Können Sie aus dem Bericht über die Tat in Viersen einen Abschnitt wortgetreu abschreiben, der bei den Worten mit „Streit, ob Täter“ einsetzt und nach „Mordkommissionsleiter Ingo Thiel.“ aufhört?

### Ausgangstext:

+---+

Viersen: Sohn ersticht Mutter – schuldunfähig

Streit, ob Täter aus der Klinik entlassen werden durfte.

Viersen. Benjamin R. (28) aus Viersen lebt in einer eigenen Welt. Warum er am Donnerstag seine Mutter (63) mit 20 Messerstichen tötete und auch den Familienhund erstach, wird er den Ermittlern wohl nie erzählen können. Benjamin R. glaube, dass seine Mutter noch lebt, so Mordkommissionsleiter Ingo Thiel.

R. war erst einen Tag vor der Tat aus der Süchtelner Klinik des Landschaftsverbands Rheinland (LVR) entlassen worden. Dort war er laut Thiel "Drehtürpatient" - kaum draußen, schon wieder drin. Von November bis März hatte R. fast fünf Monate in dort verbracht - auf eigenen Wunsch. Nun wollte er nicht bleiben. Deshalb hatte sein Betreuer beantragt, dass er zwangsweise dort behalten werden sollte. Die Klinik hatte diesen Antrag mit einem Attest untermauert - und einem Gespräch der behandelnden Ärztin mit dem Richter beim Vormundschaftsgericht.

+---+

### Arbeitsmaterial:
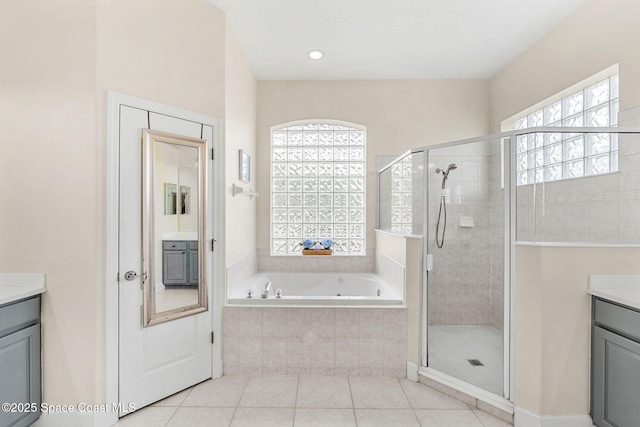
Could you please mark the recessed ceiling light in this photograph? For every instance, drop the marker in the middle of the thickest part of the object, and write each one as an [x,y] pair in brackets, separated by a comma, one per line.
[316,54]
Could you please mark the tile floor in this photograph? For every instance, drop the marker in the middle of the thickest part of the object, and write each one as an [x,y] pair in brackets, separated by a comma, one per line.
[450,347]
[318,401]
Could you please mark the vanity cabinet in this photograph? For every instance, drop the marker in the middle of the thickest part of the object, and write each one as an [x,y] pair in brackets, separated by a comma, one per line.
[20,362]
[179,263]
[615,370]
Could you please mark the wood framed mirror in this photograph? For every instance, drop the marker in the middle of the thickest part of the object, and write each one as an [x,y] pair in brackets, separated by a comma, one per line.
[173,246]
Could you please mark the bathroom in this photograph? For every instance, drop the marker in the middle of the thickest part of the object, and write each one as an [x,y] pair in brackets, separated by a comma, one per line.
[84,59]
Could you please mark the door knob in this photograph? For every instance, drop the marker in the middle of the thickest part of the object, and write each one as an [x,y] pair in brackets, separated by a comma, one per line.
[130,275]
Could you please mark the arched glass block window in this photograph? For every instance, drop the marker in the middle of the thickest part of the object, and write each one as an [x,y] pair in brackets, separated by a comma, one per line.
[318,182]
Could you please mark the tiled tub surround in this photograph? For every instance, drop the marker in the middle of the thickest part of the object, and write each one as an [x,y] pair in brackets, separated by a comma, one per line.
[266,262]
[241,270]
[318,341]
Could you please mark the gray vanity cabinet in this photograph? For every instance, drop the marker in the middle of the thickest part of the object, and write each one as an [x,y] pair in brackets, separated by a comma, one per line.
[20,362]
[615,383]
[193,263]
[179,263]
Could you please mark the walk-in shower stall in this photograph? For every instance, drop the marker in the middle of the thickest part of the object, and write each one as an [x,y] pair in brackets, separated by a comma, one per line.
[471,201]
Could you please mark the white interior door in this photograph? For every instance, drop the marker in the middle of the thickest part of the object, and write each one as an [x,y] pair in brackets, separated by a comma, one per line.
[162,359]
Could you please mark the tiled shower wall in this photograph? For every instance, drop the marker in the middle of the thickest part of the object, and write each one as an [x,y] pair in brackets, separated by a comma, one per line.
[323,341]
[595,209]
[466,286]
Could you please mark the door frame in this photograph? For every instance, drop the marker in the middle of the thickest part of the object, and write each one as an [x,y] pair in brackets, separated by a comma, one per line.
[216,296]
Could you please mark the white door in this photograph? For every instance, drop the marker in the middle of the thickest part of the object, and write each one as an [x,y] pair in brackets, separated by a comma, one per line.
[162,359]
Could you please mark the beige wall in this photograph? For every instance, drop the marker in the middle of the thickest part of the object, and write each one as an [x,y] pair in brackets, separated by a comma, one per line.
[600,34]
[50,220]
[167,51]
[398,115]
[552,323]
[407,252]
[240,133]
[552,311]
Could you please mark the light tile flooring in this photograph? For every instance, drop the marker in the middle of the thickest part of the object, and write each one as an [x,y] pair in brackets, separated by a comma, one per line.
[318,401]
[450,348]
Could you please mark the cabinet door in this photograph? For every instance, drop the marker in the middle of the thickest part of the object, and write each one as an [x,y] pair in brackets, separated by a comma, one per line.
[20,374]
[616,380]
[174,268]
[193,266]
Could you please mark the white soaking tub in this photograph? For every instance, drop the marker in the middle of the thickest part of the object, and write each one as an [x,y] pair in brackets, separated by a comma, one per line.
[317,289]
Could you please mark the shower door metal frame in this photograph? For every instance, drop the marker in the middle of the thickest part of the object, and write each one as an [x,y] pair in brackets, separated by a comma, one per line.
[507,141]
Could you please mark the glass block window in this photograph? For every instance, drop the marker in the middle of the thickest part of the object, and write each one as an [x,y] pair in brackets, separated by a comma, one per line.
[551,157]
[318,187]
[402,196]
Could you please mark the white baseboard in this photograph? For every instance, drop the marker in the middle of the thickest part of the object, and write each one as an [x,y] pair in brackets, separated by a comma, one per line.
[412,372]
[524,418]
[69,419]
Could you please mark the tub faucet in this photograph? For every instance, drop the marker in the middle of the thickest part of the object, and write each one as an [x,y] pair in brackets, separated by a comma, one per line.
[267,287]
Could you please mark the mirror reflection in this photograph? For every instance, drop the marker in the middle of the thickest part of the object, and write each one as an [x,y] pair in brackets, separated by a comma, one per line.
[174,243]
[170,199]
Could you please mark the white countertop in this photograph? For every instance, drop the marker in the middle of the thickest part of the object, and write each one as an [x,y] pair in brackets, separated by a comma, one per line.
[617,288]
[14,287]
[181,235]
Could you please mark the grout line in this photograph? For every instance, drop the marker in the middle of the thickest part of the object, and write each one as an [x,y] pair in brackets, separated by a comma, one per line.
[353,406]
[235,411]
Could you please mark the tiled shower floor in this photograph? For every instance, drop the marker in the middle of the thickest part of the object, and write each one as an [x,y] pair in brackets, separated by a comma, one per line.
[308,400]
[451,347]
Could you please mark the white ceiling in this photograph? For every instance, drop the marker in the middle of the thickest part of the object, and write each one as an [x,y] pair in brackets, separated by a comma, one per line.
[389,39]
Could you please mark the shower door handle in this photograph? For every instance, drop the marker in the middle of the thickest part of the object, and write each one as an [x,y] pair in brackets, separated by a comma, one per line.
[429,262]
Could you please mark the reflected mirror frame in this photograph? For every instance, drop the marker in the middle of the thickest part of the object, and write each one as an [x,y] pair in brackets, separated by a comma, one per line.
[149,139]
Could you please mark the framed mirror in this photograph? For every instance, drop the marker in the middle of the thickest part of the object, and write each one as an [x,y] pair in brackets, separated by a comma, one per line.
[173,226]
[170,199]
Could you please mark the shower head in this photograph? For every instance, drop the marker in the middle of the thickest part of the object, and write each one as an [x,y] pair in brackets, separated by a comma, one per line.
[445,174]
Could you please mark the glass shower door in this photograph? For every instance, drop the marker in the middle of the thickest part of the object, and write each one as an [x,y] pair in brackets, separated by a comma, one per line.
[465,234]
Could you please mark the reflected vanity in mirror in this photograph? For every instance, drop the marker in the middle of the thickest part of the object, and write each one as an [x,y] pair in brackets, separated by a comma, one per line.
[173,236]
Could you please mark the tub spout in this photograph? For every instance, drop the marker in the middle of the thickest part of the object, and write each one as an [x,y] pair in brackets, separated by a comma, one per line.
[267,288]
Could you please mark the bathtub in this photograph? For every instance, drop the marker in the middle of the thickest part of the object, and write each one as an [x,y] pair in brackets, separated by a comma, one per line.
[324,289]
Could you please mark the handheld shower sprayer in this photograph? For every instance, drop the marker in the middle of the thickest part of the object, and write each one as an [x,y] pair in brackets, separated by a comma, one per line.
[443,205]
[445,174]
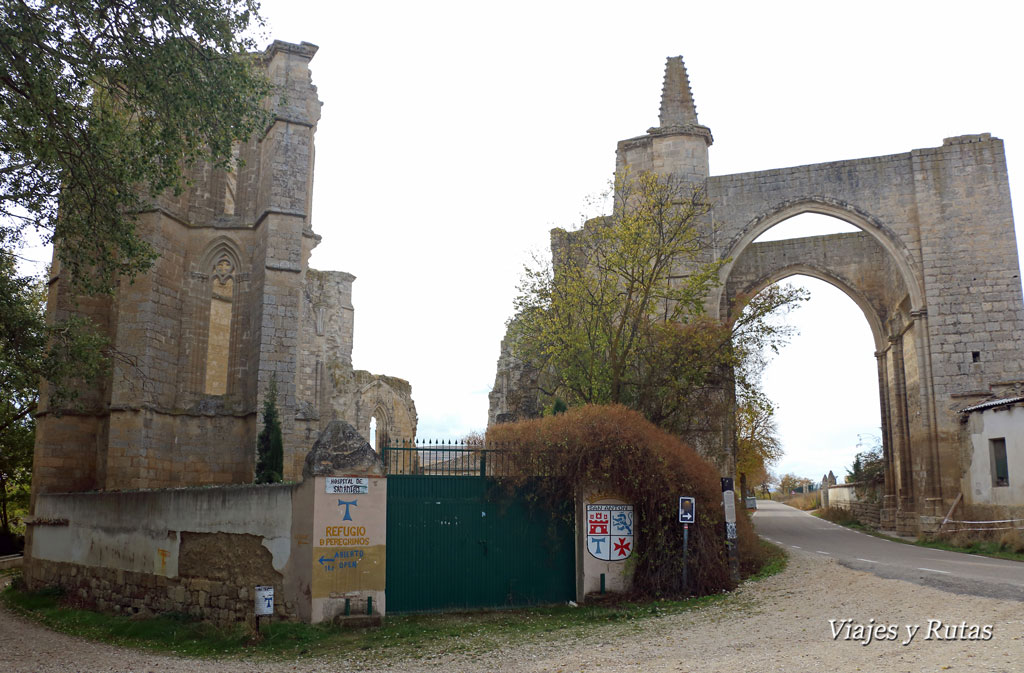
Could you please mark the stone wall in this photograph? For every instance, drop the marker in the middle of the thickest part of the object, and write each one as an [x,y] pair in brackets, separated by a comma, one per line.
[229,304]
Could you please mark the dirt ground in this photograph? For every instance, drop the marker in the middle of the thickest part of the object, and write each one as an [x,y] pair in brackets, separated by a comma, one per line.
[779,624]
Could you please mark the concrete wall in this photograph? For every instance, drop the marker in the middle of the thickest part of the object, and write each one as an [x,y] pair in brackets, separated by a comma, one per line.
[156,422]
[199,551]
[844,496]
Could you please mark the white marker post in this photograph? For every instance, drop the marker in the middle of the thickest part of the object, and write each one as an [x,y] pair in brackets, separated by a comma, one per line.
[687,515]
[263,598]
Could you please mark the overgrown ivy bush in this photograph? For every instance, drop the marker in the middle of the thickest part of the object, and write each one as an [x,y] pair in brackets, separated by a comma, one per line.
[615,449]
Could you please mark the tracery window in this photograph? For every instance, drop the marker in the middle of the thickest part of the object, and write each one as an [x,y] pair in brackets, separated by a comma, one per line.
[219,335]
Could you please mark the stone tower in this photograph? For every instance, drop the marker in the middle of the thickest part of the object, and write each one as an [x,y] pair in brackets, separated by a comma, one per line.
[229,304]
[679,144]
[933,267]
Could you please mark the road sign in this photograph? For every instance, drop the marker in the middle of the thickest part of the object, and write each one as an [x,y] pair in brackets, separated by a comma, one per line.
[264,600]
[729,500]
[687,510]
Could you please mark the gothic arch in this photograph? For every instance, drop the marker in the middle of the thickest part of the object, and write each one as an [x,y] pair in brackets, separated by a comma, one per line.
[841,210]
[214,319]
[873,320]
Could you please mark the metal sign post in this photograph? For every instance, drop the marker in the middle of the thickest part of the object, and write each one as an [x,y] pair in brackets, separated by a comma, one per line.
[729,504]
[263,599]
[687,515]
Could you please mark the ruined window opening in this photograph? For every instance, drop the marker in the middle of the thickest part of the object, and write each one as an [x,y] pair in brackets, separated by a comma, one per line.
[219,335]
[231,180]
[1000,470]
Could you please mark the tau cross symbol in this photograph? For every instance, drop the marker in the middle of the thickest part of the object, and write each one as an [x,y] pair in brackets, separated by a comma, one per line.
[347,504]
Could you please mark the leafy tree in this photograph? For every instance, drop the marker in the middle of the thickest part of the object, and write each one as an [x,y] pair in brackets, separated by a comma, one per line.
[868,469]
[616,314]
[102,104]
[270,443]
[758,445]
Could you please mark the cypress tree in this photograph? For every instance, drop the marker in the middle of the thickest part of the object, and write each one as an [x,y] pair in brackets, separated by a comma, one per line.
[270,444]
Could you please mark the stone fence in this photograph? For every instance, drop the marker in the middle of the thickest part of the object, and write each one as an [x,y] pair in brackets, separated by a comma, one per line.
[199,551]
[844,496]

+---+

### Lösung:
Streit, ob Täter aus der Klinik entlassen werden durfte.

Viersen. Benjamin R. (28) aus Viersen lebt in einer eigenen Welt. Warum er am Donnerstag seine Mutter (63) mit 20 Messerstichen tötete und auch den Familienhund erstach, wird er den Ermittlern wohl nie erzählen können. Benjamin R. glaube, dass seine Mutter noch lebt, so Mordkommissionsleiter Ingo Thiel.